** Begin **
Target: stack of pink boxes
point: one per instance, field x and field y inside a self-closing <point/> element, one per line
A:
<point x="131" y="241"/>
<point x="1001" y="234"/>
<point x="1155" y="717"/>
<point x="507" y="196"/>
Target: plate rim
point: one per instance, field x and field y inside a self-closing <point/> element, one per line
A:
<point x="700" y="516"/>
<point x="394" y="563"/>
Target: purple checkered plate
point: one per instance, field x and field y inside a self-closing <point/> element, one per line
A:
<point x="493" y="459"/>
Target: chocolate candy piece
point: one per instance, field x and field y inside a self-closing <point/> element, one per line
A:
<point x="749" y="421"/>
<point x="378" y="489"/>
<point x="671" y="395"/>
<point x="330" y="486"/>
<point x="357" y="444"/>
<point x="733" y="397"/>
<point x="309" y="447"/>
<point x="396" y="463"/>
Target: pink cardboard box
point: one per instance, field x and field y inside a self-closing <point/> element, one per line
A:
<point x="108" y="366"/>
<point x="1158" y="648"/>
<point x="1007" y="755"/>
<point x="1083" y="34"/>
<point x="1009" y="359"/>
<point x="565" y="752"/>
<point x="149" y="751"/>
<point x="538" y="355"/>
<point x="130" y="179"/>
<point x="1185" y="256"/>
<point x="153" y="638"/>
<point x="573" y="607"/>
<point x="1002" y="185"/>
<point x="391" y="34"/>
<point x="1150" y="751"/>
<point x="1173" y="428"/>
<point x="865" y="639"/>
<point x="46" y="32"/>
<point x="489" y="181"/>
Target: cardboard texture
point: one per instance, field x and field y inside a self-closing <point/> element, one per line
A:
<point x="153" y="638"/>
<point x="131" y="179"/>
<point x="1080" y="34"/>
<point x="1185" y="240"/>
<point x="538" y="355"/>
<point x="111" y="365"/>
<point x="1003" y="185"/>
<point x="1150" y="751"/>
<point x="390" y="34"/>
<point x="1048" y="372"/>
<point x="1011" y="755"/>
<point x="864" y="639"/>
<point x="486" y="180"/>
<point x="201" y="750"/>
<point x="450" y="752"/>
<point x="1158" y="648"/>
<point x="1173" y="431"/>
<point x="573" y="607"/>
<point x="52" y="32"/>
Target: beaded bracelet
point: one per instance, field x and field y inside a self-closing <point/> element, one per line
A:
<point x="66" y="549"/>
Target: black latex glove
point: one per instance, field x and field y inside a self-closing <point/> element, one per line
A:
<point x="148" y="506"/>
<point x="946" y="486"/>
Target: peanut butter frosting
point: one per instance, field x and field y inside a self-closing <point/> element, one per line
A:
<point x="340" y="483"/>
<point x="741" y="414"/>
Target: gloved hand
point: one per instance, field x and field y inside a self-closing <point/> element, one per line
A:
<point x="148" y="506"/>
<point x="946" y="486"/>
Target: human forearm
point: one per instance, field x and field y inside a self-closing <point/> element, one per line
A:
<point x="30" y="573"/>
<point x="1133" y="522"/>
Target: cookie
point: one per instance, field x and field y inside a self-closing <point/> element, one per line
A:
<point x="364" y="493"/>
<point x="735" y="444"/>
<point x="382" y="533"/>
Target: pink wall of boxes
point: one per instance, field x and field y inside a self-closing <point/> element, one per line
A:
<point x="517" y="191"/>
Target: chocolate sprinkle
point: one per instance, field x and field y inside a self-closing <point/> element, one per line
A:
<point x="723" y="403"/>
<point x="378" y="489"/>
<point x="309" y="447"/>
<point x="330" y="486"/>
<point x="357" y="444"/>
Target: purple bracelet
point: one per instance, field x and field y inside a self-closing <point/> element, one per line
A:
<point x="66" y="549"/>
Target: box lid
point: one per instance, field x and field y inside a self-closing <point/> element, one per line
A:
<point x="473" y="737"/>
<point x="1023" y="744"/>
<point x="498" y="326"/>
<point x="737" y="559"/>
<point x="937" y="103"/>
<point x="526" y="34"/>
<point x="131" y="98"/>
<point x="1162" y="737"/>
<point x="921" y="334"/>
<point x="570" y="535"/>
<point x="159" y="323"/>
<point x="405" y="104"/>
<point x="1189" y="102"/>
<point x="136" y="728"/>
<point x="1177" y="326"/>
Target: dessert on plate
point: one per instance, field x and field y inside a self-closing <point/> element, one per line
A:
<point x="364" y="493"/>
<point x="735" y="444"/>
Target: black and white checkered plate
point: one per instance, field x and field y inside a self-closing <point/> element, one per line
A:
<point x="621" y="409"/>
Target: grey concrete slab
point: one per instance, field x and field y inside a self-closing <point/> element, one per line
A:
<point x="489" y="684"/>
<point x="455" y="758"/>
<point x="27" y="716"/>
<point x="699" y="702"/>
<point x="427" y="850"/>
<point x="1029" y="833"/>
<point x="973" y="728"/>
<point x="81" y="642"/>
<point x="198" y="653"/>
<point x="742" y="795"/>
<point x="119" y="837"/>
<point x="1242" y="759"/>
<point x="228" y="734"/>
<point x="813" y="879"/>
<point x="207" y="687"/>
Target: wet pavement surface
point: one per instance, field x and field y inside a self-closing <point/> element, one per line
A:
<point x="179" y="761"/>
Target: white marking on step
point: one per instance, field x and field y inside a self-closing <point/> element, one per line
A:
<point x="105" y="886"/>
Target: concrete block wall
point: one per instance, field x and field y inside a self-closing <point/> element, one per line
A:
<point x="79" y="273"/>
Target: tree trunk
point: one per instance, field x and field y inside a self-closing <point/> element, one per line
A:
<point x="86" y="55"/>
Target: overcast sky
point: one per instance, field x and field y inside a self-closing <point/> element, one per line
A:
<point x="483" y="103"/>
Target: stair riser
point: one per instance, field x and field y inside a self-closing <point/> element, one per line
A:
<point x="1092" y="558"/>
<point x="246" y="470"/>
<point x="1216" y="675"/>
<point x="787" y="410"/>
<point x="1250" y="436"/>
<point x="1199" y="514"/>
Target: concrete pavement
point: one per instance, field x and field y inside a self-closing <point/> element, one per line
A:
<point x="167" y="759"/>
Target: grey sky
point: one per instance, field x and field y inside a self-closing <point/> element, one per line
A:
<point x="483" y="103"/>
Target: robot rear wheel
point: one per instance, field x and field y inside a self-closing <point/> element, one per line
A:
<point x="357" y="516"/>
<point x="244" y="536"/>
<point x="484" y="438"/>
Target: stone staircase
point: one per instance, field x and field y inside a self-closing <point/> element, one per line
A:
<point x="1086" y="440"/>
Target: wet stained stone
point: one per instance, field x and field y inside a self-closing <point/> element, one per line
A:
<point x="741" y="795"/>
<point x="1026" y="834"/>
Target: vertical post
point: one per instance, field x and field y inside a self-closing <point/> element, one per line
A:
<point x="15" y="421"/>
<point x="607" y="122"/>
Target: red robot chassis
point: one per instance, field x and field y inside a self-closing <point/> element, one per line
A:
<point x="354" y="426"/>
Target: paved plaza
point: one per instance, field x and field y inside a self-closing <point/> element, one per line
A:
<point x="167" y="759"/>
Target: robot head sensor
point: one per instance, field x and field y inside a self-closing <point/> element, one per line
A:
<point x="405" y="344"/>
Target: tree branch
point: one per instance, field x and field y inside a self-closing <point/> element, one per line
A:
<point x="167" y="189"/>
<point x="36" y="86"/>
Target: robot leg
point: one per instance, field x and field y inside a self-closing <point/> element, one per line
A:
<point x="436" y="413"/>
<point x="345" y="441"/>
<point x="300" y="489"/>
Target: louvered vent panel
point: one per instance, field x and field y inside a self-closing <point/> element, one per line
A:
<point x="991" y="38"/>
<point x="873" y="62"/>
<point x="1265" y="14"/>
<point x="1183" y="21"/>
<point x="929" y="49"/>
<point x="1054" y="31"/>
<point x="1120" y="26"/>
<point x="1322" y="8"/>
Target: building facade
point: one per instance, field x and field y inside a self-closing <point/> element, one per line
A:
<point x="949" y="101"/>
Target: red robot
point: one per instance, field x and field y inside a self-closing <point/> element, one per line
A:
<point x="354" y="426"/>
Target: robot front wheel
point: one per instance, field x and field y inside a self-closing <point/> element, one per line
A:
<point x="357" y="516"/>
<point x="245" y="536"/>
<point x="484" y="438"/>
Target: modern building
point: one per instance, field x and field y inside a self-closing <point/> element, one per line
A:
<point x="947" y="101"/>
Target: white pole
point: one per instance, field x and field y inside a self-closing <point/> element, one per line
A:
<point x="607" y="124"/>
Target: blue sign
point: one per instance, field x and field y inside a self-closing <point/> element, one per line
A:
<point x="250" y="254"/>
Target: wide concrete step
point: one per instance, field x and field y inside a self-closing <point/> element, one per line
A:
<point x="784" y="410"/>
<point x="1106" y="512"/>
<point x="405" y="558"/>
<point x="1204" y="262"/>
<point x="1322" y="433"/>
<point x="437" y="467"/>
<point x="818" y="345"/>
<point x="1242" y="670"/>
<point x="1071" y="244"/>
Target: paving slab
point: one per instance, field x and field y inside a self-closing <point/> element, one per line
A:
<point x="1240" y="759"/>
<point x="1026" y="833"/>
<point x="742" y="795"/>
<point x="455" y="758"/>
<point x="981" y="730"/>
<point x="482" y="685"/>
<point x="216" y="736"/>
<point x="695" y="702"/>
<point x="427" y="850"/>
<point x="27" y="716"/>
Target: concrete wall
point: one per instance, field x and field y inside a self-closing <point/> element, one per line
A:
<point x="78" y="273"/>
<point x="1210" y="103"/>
** End **
- _Task instructions_
Please render the stretch from the line containing "Target: paving slab" through the end of the listing as a Markdown table with two columns, Row and Listing line, numbering each line and leaving out blank lines.

- _Response below_
| Row | Listing line |
|---|---|
| 1 | Target: paving slab |
| 2 | point: one per instance, field x and field y inside a self-closing <point/> element, one per line |
| 3 | A: |
| 4 | <point x="1240" y="759"/> |
| 5 | <point x="1026" y="833"/> |
| 6 | <point x="742" y="795"/> |
| 7 | <point x="455" y="758"/> |
| 8 | <point x="981" y="730"/> |
| 9 | <point x="482" y="685"/> |
| 10 | <point x="216" y="736"/> |
| 11 | <point x="695" y="702"/> |
| 12 | <point x="427" y="850"/> |
| 13 | <point x="27" y="716"/> |
| 14 | Target: concrete wall |
| 15 | point: one per instance, field x and field y inside a self-closing <point/> element, one per line |
| 16 | A: |
| 17 | <point x="78" y="273"/> |
| 18 | <point x="1210" y="103"/> |